* [AIM] Retype every one of the records below without changing a single character.

* [DATA SECTION]
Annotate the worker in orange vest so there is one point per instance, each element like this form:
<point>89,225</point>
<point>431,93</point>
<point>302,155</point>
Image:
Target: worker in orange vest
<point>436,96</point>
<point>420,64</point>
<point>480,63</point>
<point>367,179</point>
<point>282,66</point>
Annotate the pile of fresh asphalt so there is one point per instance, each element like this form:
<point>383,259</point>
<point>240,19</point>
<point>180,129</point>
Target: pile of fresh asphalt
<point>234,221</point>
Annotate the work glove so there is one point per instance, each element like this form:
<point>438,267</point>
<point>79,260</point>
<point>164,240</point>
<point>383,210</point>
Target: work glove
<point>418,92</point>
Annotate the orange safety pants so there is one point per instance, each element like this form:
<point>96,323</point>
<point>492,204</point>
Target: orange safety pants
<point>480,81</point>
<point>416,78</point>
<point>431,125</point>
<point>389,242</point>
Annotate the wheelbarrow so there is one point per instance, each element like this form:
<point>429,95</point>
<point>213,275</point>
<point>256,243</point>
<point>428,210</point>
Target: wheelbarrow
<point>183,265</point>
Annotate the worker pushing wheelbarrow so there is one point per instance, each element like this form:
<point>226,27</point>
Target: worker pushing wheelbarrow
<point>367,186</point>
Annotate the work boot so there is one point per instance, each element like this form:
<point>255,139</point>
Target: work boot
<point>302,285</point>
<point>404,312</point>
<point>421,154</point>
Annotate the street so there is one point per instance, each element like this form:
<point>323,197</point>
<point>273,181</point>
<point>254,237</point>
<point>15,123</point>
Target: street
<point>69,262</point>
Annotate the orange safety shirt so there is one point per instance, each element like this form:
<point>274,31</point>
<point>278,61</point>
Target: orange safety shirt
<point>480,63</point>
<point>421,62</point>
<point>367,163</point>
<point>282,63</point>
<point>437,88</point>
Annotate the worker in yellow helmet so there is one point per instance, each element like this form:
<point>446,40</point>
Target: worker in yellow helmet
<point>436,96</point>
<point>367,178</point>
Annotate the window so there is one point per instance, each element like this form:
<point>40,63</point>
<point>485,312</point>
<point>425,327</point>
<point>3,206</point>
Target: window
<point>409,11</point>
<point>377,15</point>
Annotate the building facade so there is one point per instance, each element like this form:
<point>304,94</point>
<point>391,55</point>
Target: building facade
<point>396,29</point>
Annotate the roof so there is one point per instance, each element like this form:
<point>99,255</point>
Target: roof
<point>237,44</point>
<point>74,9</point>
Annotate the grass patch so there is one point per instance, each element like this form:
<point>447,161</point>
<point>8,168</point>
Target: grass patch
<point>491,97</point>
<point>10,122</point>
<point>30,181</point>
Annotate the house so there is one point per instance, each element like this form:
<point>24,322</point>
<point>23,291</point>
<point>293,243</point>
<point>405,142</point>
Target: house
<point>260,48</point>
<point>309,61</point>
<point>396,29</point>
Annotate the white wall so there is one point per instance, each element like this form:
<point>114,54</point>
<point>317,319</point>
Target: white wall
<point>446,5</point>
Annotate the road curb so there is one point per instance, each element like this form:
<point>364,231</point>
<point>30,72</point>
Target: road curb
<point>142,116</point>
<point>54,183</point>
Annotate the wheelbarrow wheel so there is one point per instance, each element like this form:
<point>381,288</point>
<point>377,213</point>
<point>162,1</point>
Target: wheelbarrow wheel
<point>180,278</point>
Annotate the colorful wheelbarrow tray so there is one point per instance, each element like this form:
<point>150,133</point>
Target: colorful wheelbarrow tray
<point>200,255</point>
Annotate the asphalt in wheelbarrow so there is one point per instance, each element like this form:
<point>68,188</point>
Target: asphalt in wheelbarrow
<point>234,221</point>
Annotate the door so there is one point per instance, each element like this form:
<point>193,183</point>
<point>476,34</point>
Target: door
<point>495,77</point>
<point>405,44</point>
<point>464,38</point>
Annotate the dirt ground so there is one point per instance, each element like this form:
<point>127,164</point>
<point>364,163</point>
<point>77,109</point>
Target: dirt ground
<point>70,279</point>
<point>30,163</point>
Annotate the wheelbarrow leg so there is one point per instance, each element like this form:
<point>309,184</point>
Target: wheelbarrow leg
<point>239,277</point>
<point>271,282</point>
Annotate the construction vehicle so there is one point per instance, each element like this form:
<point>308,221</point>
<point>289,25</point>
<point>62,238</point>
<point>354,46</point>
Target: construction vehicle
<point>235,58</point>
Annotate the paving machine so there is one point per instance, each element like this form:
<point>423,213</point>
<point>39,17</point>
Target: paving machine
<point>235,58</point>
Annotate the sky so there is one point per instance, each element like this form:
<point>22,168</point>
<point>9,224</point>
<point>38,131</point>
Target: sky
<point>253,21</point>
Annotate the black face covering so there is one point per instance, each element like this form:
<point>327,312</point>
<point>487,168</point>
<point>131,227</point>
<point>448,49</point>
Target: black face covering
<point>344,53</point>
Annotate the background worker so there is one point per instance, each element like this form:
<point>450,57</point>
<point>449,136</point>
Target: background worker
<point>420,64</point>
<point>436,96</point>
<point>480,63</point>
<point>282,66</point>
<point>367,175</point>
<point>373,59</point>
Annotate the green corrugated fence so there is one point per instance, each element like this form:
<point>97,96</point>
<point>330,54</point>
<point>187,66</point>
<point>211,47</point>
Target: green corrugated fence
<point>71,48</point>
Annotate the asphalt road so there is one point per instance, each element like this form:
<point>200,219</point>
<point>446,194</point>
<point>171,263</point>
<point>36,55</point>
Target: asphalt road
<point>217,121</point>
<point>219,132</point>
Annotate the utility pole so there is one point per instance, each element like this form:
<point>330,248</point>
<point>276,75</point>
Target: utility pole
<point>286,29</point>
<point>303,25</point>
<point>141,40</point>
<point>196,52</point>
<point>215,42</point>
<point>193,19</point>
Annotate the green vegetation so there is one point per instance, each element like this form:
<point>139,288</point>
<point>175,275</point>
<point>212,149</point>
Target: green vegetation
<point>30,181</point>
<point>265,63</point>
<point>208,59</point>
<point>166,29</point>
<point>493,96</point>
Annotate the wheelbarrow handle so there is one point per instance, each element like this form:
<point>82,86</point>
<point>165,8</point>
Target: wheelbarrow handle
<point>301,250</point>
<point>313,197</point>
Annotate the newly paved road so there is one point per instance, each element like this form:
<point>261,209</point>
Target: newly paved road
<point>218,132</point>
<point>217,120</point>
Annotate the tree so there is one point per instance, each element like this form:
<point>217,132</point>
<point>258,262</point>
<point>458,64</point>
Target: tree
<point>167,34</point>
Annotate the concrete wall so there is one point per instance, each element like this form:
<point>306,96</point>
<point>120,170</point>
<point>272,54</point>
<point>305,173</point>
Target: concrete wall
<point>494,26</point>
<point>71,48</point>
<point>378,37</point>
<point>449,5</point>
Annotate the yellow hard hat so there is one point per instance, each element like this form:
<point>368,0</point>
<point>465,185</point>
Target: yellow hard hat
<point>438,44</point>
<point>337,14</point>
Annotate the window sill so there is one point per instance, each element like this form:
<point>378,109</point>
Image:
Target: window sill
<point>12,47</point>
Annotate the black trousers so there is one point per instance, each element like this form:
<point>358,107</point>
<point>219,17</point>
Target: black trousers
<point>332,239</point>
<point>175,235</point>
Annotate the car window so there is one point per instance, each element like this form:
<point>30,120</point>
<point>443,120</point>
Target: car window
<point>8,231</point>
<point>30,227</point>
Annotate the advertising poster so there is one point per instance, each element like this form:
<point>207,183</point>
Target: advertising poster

* [SOLUTION TO THE PROBLEM]
Annotate the worker in orange vest so there is one point per instance, each element like this form:
<point>89,225</point>
<point>431,93</point>
<point>302,155</point>
Image:
Target: worker in orange vest
<point>436,96</point>
<point>420,64</point>
<point>480,63</point>
<point>367,179</point>
<point>282,66</point>
Annotate the pile of fresh asphalt so there is one point per instance, each element like this form:
<point>383,259</point>
<point>240,19</point>
<point>180,129</point>
Target: pile of fresh asphalt
<point>234,221</point>
Annotate the work glove so there is one point per instance, each element like this form:
<point>438,267</point>
<point>79,260</point>
<point>164,240</point>
<point>383,210</point>
Target: work glove
<point>418,92</point>
Annotate the orange safety pants so there is one point per instance, each element like this form:
<point>96,323</point>
<point>492,204</point>
Target: orange safety pants
<point>480,81</point>
<point>416,78</point>
<point>431,125</point>
<point>389,242</point>
Annotate the wheelbarrow so there is one point per instance, each element like this form:
<point>429,95</point>
<point>213,275</point>
<point>256,243</point>
<point>428,210</point>
Target: wheelbarrow
<point>183,265</point>
Annotate the worker pushing wheelbarrow so there is one point per instance, each element like this form:
<point>226,27</point>
Target: worker pushing wheelbarrow
<point>367,186</point>
Annotate the work boot so there is one point per instance, each element like this form:
<point>255,139</point>
Target: work boot
<point>302,285</point>
<point>404,312</point>
<point>421,154</point>
Annotate the street so there is one point per instance, each element like this form:
<point>323,197</point>
<point>273,181</point>
<point>254,237</point>
<point>15,123</point>
Target: street
<point>69,262</point>
Annotate the orange safety shirt so there is one point per instance, each element like this form:
<point>274,31</point>
<point>278,61</point>
Target: orange safety shirt
<point>480,63</point>
<point>421,62</point>
<point>367,163</point>
<point>282,63</point>
<point>437,88</point>
Annotate the worker in yellow helmet so there is one point per instance, each element like this form:
<point>446,40</point>
Target: worker in yellow helmet
<point>436,96</point>
<point>367,178</point>
Annotate the window so there is one point per instance, each element like this form:
<point>40,63</point>
<point>485,312</point>
<point>425,327</point>
<point>3,206</point>
Target: window
<point>409,11</point>
<point>377,15</point>
Annotate the building facade so there is one point per instance, each element like this form:
<point>304,94</point>
<point>391,55</point>
Target: building facade
<point>396,29</point>
Annotate the roof so there is one point per instance, each element like this form:
<point>99,255</point>
Target: roof
<point>237,44</point>
<point>74,9</point>
Annotate the grass patch so there is one point per instance, each element like this form:
<point>447,161</point>
<point>8,168</point>
Target: grass patch
<point>491,97</point>
<point>10,122</point>
<point>30,181</point>
Annotate the house so there is one point per instance, each element like this form:
<point>24,322</point>
<point>23,291</point>
<point>293,243</point>
<point>405,142</point>
Target: house
<point>260,48</point>
<point>309,61</point>
<point>396,29</point>
Annotate the white wall so there is one point per instance, each element like this form:
<point>114,54</point>
<point>317,319</point>
Target: white wall
<point>446,5</point>
Annotate the road curb so there is one point per instance, each element like this form:
<point>364,231</point>
<point>30,72</point>
Target: road curb
<point>142,116</point>
<point>54,183</point>
Annotate the wheelbarrow wheel so there is one point per instance, each element like this form:
<point>381,288</point>
<point>377,213</point>
<point>162,1</point>
Target: wheelbarrow wheel
<point>180,278</point>
Annotate the colorful wheelbarrow tray so there is one point per instance, each element like this form:
<point>150,133</point>
Target: colorful wheelbarrow tray
<point>200,255</point>
Annotate the asphalt in wheelbarrow so there is one point per instance, each element like this form:
<point>68,188</point>
Target: asphalt in wheelbarrow
<point>234,221</point>
Annotate the door so there is one point per instance, each element like this form:
<point>193,183</point>
<point>476,34</point>
Target: door
<point>495,77</point>
<point>405,44</point>
<point>464,38</point>
Annotate the dirt ground so there is one point per instance, each element like this form:
<point>127,164</point>
<point>364,163</point>
<point>77,109</point>
Target: dirt ground
<point>70,279</point>
<point>30,163</point>
Annotate the wheelbarrow leg so there is one point per instance, each element like this form:
<point>309,184</point>
Target: wheelbarrow leg
<point>239,277</point>
<point>271,282</point>
Annotate the construction vehicle so there is one point per instance, each element like this form:
<point>308,221</point>
<point>289,25</point>
<point>62,238</point>
<point>354,46</point>
Target: construction vehicle
<point>235,58</point>
Annotate the paving machine so there is one point per instance, each element like this form:
<point>423,213</point>
<point>39,17</point>
Target: paving machine
<point>235,58</point>
Annotate the sky so there is one point per instance, each element like this form:
<point>22,168</point>
<point>9,224</point>
<point>38,131</point>
Target: sky
<point>253,21</point>
Annotate the black face covering so there is one point per instance, each element like this form:
<point>327,312</point>
<point>487,168</point>
<point>131,227</point>
<point>448,49</point>
Target: black face covering
<point>344,53</point>
Annotate the background worker so there is one point per instance, each element like this form:
<point>450,57</point>
<point>449,136</point>
Target: background worker
<point>420,64</point>
<point>436,96</point>
<point>480,63</point>
<point>282,66</point>
<point>367,175</point>
<point>373,59</point>
Annotate the green corrugated fence so there is one point per instance, each element like this form:
<point>97,96</point>
<point>330,54</point>
<point>187,66</point>
<point>211,47</point>
Target: green corrugated fence
<point>71,48</point>
Annotate the asphalt road so there is one point per instance, each element like this form:
<point>200,219</point>
<point>446,194</point>
<point>171,263</point>
<point>36,55</point>
Target: asphalt road
<point>217,121</point>
<point>219,132</point>
Annotate the utility pole so there is one point per instance, each element like this form:
<point>330,248</point>
<point>276,75</point>
Target: utility pole
<point>286,29</point>
<point>303,25</point>
<point>141,40</point>
<point>196,52</point>
<point>215,42</point>
<point>193,19</point>
Annotate the green vegetation so there is one point per instance, each element like this form:
<point>139,288</point>
<point>175,275</point>
<point>212,149</point>
Target: green vegetation
<point>30,181</point>
<point>265,63</point>
<point>208,59</point>
<point>166,29</point>
<point>493,96</point>
Annotate the wheelbarrow handle so there is one point per instance, each element like this form:
<point>82,86</point>
<point>165,8</point>
Target: wheelbarrow handle
<point>301,250</point>
<point>313,197</point>
Annotate the newly paved road so there is one point per instance, each element like this form:
<point>261,209</point>
Target: newly paved road
<point>218,132</point>
<point>217,120</point>
Annotate the tree so there is one point per instance, each element like this form:
<point>217,132</point>
<point>258,262</point>
<point>458,64</point>
Target: tree
<point>167,34</point>
Annotate the concrete wall so there is one point per instance, each element like this form:
<point>306,96</point>
<point>120,170</point>
<point>272,54</point>
<point>305,173</point>
Target: concrete wall
<point>494,26</point>
<point>71,48</point>
<point>378,37</point>
<point>449,5</point>
Annotate the yellow hard hat so there is one point per instance, each element like this form:
<point>368,0</point>
<point>465,185</point>
Target: yellow hard hat
<point>438,44</point>
<point>337,14</point>
Annotate the window sill so there is one point per instance, each element like this form:
<point>378,109</point>
Image:
Target: window sill
<point>12,47</point>
Annotate the black trousers so there is one point per instance, each element like this form:
<point>358,107</point>
<point>219,17</point>
Target: black trousers
<point>332,239</point>
<point>175,235</point>
Annotate the car window so there is one point per instance, each element like this form:
<point>30,120</point>
<point>443,120</point>
Target: car window
<point>8,231</point>
<point>30,227</point>
Annotate the advertising poster so there is one point per instance, each element like this form:
<point>207,183</point>
Target: advertising poster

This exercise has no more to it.